# GIVEN PROBLEM:
Convert the data below into a two-column CSV with the columns "request" and "points", writing one row per request: the request text in one quoted field and its answer in the other, with line breaks replaced by spaces. Leave the pictures out.

[Pointing data excerpts]
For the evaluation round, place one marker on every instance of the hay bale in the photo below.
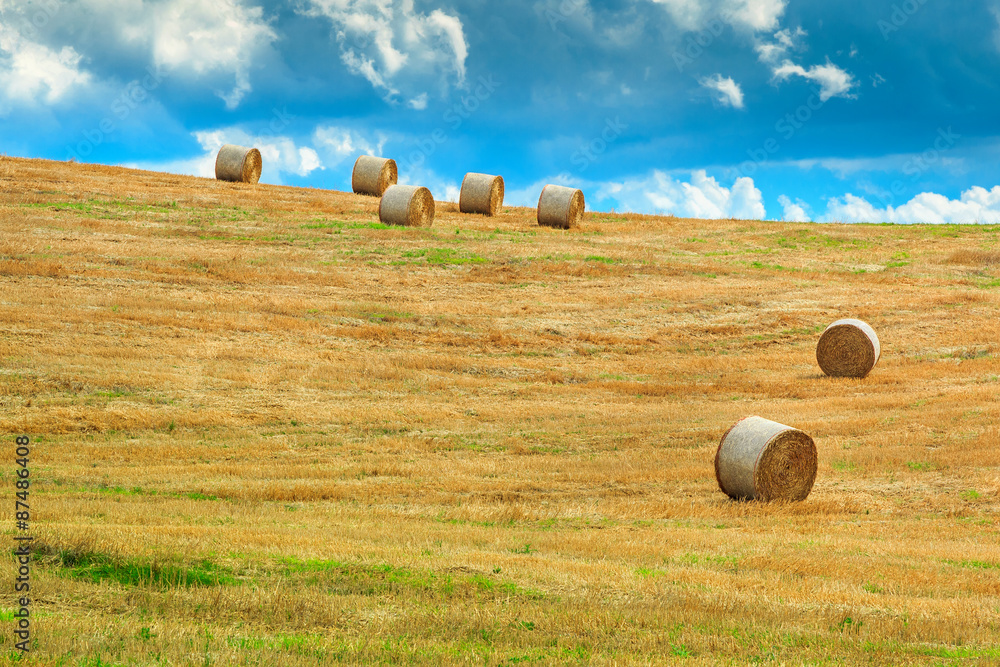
(407, 205)
(759, 459)
(373, 175)
(238, 164)
(848, 348)
(560, 207)
(481, 193)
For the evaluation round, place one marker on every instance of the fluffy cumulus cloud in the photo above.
(31, 73)
(976, 205)
(280, 154)
(339, 143)
(777, 53)
(701, 197)
(726, 91)
(752, 15)
(793, 211)
(206, 38)
(395, 47)
(832, 80)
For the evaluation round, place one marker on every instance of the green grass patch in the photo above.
(138, 572)
(444, 256)
(341, 578)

# SOLVED EXERCISE:
request,points
"For the evaluation round, place one marker on every instance of the hay bale in the photo below.","(407, 205) (759, 459) (373, 175) (238, 164) (848, 348) (560, 207) (481, 193)"
"For the evaluation round, place one marker on every instance of the fluffy cumulus cloud in the photo above.","(31, 73) (976, 205) (280, 154) (339, 143) (777, 53) (701, 197) (726, 91) (752, 15) (793, 211) (206, 38) (395, 47) (832, 80)"
"For the evaluation round, place one marker on every instance of the green grass patch in the photo above.","(138, 572) (444, 256) (341, 578)"